* [Problem statement] Check every line of the entries below for the word "bare", and copy the ones that have it.

* [Available records]
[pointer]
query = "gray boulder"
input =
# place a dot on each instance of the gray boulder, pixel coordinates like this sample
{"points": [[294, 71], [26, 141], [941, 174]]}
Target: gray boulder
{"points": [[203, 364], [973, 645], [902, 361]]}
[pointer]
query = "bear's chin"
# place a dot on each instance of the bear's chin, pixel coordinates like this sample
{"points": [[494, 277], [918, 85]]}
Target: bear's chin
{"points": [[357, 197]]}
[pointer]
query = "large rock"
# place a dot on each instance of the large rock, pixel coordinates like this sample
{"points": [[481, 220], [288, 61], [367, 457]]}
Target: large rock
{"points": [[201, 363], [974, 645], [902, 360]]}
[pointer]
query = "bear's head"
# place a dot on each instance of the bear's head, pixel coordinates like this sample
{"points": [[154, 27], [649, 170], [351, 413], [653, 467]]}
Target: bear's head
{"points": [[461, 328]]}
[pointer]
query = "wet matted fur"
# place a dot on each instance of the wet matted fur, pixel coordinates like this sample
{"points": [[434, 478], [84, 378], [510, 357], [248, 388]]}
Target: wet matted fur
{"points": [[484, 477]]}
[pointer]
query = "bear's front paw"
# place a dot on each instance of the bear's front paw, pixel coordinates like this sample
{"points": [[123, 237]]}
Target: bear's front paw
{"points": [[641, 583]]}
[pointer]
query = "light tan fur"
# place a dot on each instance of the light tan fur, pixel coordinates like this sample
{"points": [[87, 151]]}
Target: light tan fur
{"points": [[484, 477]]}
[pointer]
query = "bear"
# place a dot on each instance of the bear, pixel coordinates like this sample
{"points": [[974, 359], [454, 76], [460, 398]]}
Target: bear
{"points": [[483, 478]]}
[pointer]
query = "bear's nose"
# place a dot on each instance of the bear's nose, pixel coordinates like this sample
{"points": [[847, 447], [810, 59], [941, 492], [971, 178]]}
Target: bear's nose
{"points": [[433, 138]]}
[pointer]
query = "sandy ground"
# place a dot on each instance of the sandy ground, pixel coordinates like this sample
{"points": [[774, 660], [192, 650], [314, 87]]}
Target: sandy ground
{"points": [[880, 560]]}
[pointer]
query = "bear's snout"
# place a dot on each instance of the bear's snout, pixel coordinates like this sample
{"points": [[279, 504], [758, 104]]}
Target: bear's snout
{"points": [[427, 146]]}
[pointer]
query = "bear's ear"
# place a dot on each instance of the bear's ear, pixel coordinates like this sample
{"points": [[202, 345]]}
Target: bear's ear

---

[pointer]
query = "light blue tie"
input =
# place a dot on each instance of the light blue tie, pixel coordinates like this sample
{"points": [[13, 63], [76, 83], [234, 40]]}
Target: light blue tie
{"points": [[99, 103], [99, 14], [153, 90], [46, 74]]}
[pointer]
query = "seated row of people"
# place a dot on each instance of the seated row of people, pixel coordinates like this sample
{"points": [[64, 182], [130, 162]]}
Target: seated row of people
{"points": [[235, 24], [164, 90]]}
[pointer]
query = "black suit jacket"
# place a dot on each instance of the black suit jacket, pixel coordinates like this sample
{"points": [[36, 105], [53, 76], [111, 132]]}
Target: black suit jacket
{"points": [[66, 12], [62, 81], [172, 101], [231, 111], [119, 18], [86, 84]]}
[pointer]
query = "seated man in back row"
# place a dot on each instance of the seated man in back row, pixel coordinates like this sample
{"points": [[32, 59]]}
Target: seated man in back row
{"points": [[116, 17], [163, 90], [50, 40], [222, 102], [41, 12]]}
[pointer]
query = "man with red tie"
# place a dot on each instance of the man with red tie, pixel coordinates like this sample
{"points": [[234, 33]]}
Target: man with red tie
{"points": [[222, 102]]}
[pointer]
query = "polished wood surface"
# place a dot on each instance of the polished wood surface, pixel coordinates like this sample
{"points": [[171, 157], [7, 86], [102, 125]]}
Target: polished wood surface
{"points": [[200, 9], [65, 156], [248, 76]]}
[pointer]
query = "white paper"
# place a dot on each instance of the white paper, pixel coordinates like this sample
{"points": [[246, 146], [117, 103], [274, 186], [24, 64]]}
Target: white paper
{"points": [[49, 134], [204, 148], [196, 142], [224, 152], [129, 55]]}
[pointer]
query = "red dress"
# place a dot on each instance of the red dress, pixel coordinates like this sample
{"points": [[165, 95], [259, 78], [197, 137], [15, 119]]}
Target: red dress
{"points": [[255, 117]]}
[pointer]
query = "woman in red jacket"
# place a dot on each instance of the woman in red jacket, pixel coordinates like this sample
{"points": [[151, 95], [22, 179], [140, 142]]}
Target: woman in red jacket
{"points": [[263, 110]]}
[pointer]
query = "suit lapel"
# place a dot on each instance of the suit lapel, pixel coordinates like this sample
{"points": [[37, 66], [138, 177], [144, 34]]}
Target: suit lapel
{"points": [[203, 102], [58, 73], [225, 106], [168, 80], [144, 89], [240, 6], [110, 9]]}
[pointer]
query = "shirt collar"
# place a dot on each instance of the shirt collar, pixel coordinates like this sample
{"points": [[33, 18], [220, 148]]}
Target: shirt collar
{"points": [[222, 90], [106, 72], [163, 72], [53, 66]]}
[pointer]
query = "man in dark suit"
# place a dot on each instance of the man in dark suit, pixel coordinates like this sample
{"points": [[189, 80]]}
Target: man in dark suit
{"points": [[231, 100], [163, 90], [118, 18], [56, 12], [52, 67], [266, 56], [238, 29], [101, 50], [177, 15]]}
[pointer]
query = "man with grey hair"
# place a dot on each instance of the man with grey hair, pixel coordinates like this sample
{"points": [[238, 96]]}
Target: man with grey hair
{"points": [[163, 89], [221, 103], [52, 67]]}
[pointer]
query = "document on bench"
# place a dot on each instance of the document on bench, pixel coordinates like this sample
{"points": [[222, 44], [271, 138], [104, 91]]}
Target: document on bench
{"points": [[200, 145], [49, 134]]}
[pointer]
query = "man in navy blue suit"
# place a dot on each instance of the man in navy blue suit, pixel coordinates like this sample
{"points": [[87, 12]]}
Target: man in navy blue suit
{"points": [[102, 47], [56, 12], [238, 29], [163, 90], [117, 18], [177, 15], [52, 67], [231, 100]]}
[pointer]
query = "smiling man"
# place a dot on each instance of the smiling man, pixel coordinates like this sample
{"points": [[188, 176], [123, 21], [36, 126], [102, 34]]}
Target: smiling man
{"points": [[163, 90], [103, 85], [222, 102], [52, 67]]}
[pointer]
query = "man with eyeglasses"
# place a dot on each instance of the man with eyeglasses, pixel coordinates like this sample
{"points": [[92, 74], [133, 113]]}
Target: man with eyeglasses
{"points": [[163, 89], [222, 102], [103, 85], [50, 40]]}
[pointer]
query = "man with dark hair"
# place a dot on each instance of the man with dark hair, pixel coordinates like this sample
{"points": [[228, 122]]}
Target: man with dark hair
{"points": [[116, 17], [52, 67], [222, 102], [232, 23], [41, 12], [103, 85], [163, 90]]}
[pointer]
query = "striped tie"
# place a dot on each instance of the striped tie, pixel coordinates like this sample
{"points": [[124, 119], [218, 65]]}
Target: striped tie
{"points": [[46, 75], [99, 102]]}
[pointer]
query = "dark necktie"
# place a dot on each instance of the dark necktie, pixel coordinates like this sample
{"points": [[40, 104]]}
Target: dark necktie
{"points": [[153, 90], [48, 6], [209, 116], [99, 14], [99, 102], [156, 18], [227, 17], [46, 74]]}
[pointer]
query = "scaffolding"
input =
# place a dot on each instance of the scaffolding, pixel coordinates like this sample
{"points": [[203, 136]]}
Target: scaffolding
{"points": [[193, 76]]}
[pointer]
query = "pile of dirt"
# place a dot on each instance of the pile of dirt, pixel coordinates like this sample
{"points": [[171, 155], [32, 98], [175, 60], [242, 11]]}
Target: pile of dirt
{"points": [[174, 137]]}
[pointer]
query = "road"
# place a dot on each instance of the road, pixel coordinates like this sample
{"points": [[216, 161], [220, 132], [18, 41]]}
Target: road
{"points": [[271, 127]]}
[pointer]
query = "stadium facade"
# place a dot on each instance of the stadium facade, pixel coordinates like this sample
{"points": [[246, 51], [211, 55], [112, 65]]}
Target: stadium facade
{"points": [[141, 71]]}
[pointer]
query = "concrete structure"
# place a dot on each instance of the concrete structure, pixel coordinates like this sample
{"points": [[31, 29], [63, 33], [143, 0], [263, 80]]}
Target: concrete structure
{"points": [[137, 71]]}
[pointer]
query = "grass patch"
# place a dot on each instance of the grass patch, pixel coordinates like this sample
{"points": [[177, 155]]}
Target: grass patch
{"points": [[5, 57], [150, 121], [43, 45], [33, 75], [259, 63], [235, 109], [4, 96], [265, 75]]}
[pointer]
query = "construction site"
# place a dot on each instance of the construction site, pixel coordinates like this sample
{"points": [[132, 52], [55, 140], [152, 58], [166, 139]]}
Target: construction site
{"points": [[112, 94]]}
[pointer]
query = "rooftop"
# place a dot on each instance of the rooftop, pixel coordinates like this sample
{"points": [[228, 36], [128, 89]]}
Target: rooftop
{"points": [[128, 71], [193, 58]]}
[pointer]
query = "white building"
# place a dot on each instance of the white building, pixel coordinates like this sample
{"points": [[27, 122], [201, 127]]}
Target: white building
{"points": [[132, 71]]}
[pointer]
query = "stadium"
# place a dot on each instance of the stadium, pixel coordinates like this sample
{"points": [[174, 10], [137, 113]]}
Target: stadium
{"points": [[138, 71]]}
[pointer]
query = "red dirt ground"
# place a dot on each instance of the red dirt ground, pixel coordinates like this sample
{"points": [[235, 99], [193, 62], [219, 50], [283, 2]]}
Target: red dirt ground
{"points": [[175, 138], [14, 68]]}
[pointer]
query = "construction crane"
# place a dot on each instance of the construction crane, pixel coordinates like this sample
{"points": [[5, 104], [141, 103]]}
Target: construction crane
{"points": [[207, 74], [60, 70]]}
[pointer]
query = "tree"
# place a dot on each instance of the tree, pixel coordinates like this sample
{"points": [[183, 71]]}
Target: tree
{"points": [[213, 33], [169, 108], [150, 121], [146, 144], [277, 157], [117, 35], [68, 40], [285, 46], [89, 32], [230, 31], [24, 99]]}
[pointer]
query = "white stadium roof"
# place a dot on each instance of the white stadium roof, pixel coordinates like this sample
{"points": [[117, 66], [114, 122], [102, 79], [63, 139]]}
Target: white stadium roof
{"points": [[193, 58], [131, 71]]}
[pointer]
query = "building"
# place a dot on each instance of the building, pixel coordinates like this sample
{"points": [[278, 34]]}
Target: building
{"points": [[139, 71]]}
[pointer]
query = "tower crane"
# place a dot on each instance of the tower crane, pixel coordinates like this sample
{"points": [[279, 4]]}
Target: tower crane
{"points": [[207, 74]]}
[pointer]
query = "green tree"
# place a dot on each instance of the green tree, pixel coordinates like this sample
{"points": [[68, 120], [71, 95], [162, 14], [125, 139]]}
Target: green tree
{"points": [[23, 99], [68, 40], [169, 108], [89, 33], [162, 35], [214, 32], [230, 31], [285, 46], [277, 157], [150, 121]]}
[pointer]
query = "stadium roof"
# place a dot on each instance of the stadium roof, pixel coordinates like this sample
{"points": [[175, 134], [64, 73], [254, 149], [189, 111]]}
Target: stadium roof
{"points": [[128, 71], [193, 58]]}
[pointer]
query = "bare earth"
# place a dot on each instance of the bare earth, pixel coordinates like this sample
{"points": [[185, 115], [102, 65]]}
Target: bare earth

* [Exercise response]
query = "bare earth"
# place a dot on each instance of the bare earth, pixel coordinates like this sample
Target: bare earth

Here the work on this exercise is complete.